_Directive_.
Write out every one of the lines below word for word, leaving the pictures out.

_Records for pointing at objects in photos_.
--------------------------------

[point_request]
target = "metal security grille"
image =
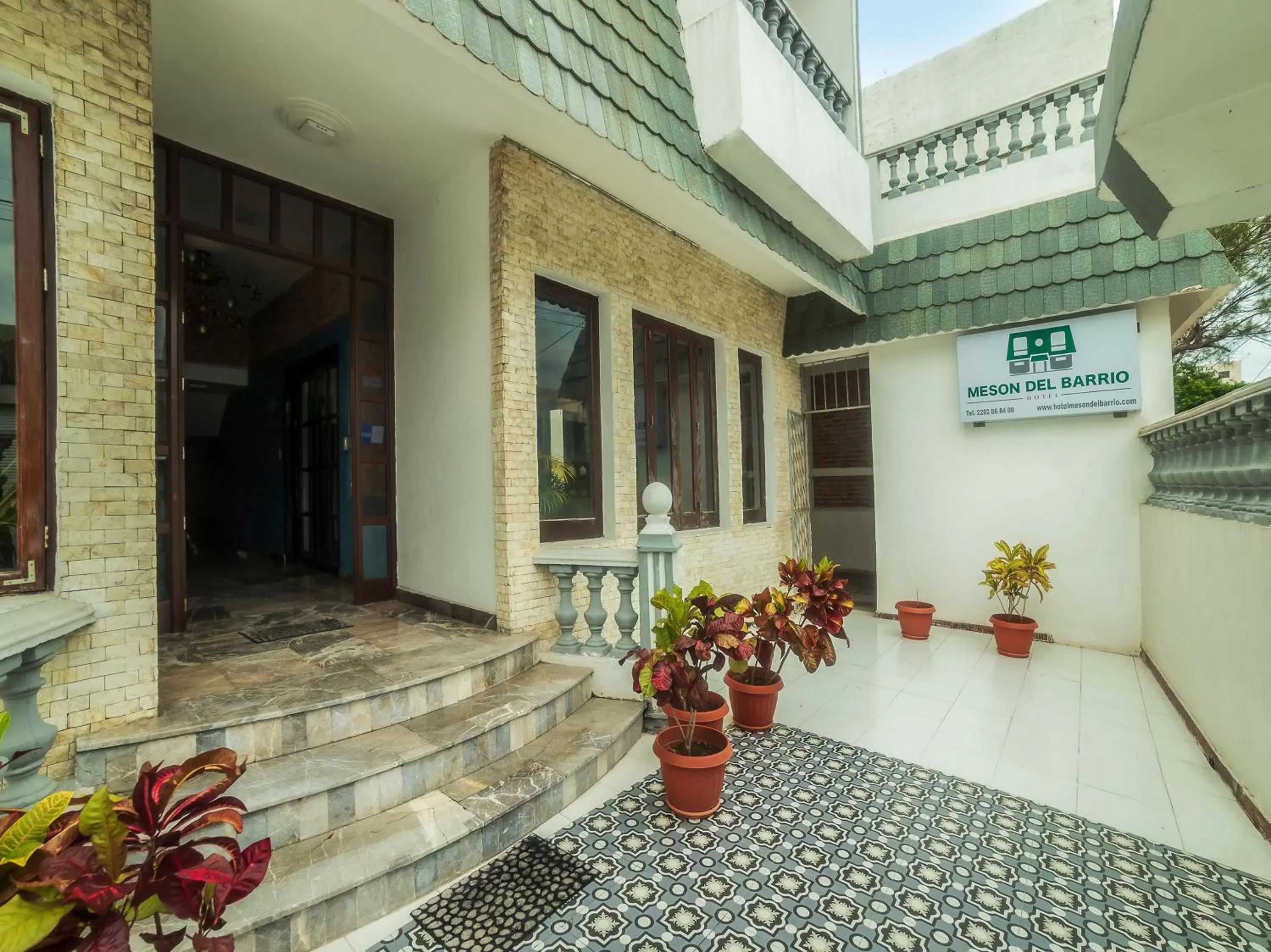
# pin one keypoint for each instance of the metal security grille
(838, 385)
(801, 486)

--------------------------------

_Written reply_.
[point_request]
target = "metal security grille"
image =
# pin one keypoint for each instance of the metal security grille
(838, 385)
(801, 486)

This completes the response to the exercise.